Data Is The New Oil: Perlindungan Data Pribadi di Indonesia

Data Is The New Oil: Perlindungan Data Pribadi di Indonesia
©Gerd

Facebook terus terlibat dalam masalah privasi dan kebocoran data pribadi.

Laporan khusus majalah The Economist pada Mei 2017 dengan judul “The World’s most valuable resource in no longer oil, but data”. Namun terminologi futurikal ini sebenarnya telah hadir lebih awal di tahun 2006 oleh Clive Humby yang mengungkapkan data merupakan “minyak” baru. Siapa pemilik data terbanyak dan mampu mengelolanya ialah sang pemenang.

Di era digital, konsep ini teramat penting untuk disadari oleh setiap orang. Perlindungan data pribadi itu menjadi sangat penting karena jika disalahgunakan oleh pihak penyedia data atau pihak ketiga, maka hal ini dapat bertentangan dengan hak dasar menjadi manusia untuk mendapatkan perlindungan privasi data pribadi.

Sejak diluncurkan pada 2004, Facebook terus terlibat dalam masalah privasi dan kebocoran data pribadi. Kasus yang melibatkan Cambridge Analytica dan pemilihan presiden 2016 di Amerika Serikat. Seorang profesor psikologi, Alexander Kogan (2013), memperoleh izin dari Facebook untuk menambang data pengguna Facebook melalui aplikasi kuis kepribadian yang tampaknya tidak berbahaya.

Yang Harus Dikerjakan ▸
[a] Sebutkan semua angka tahun yang muncul dalam teks tentang perlindungan data pribadi, sesuai urutan kemunculannya.
[b] Salin persis bagian teks tentang perlindungan data pribadi, mulai dari kata-kata yang memuat "Laporan khusus majalah" dan berhenti setelah "privasi data pribadi.".
Catatan-catatan ini tidak berkaitan dengan teks tentang perlindungan data pribadi.

[Contoh deteksi]
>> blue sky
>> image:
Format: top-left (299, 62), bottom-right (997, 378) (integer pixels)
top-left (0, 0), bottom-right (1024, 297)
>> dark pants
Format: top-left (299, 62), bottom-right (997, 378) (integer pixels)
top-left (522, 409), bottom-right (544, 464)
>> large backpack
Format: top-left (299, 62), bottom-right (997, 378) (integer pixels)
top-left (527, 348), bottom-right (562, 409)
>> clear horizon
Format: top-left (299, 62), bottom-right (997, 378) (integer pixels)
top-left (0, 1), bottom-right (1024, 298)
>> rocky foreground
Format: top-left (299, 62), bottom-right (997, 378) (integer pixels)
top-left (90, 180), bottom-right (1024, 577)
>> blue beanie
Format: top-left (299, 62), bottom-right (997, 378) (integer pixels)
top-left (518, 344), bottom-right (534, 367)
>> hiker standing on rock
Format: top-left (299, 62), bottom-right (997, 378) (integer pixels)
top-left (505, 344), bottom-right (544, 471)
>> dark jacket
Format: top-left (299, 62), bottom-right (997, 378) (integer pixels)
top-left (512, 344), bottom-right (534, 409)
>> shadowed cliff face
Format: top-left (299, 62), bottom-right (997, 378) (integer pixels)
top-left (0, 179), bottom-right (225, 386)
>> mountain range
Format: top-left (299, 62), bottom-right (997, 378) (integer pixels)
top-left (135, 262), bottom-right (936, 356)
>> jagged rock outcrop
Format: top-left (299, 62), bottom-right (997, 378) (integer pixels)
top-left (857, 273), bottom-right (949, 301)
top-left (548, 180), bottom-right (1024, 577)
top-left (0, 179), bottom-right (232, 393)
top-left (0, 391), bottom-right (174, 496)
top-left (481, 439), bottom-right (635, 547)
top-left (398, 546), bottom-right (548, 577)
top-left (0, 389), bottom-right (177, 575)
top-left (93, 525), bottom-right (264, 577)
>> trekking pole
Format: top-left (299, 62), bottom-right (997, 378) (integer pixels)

Daftar Jawaban ▸
[a] 2017, 2006, 2004, 2016, 2013

[b]
Laporan khusus majalah The Economist pada Mei 2017 dengan judul “The World’s most valuable resource in no longer oil, but data”. Namun terminologi futurikal ini sebenarnya telah hadir lebih awal di tahun 2006 oleh Clive Humby yang mengungkapkan data merupakan “minyak” baru. Siapa pemilik data terbanyak dan mampu mengelolanya ialah sang pemenang.

Di era digital, konsep ini teramat penting untuk disadari oleh setiap orang. Perlindungan data pribadi itu menjadi sangat penting karena jika disalahgunakan oleh pihak penyedia data atau pihak ketiga, maka hal ini dapat bertentangan dengan hak dasar menjadi manusia untuk mendapatkan perlindungan privasi data pribadi.